* **Data in this exercise**:
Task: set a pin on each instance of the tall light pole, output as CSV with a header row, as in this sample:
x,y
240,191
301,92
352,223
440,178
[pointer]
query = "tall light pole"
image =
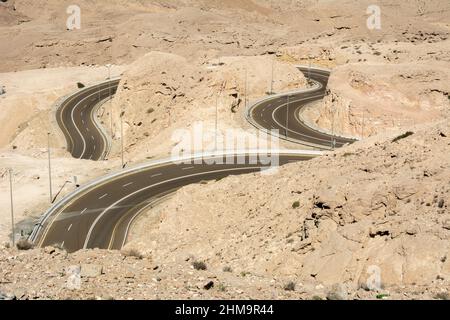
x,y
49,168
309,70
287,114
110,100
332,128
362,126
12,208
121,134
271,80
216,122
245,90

--

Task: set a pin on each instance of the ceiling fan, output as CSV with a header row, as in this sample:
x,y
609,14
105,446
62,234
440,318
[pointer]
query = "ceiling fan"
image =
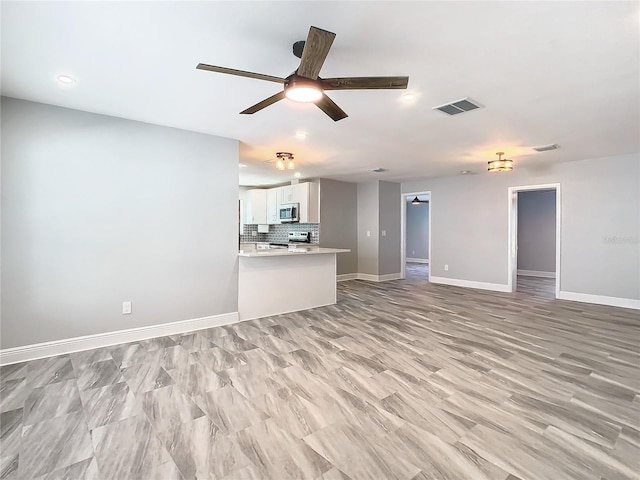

==

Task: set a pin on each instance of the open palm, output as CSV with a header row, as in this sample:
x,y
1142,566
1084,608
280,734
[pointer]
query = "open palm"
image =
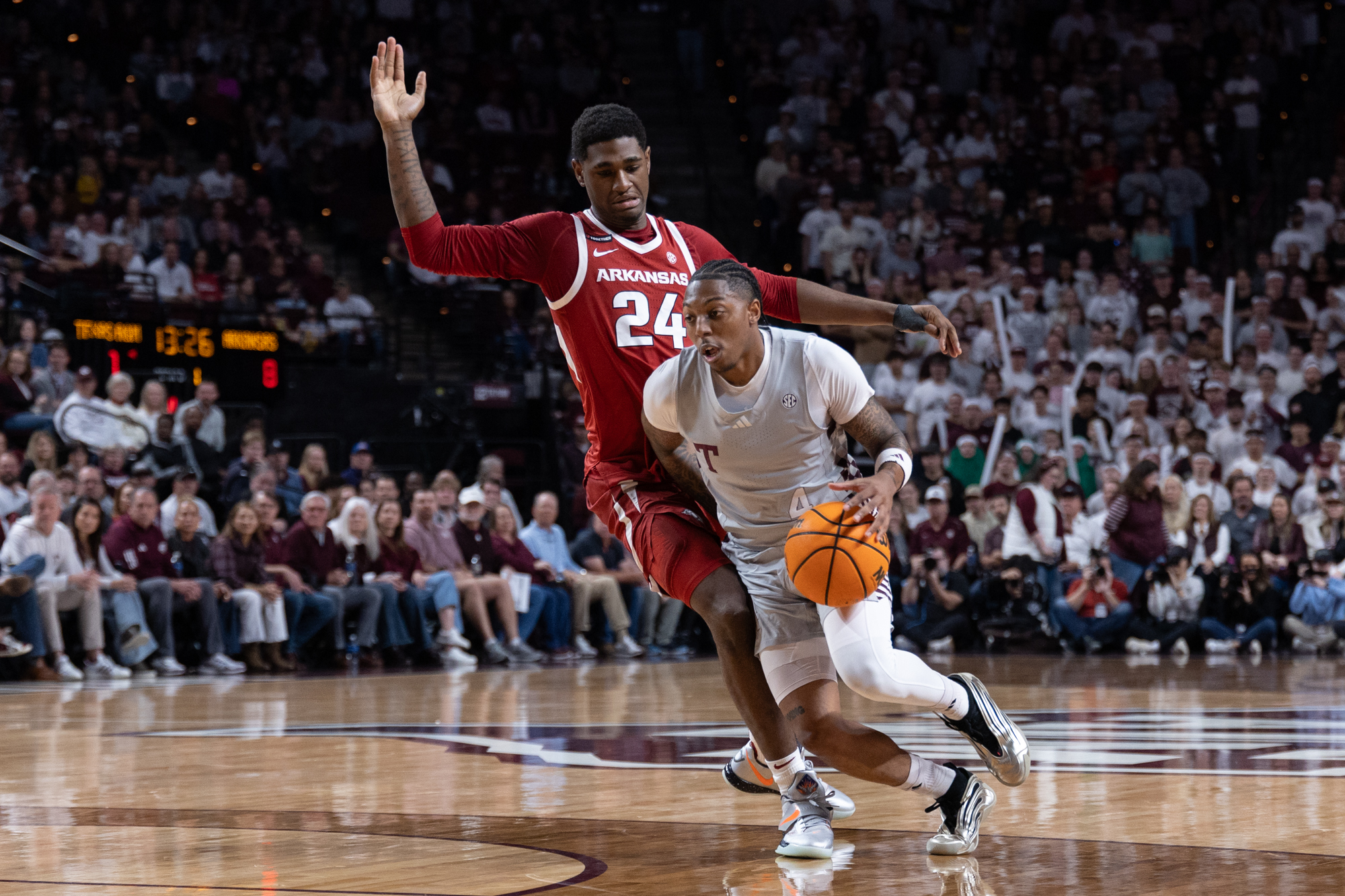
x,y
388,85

* **What is being asked**:
Which of the lines in the material carry the string "header"? Pull them out.

* **Answer to this problem**:
Task: set a pin on each instance of the tall light pole, output as CSV with a header row, as in this sample:
Task: set a pin on each instance of the ceiling fan, output as CSV with a header row, as in this sample:
Task: set a pin on each instance of the open palm, output as CSV with a header row, as in this sample:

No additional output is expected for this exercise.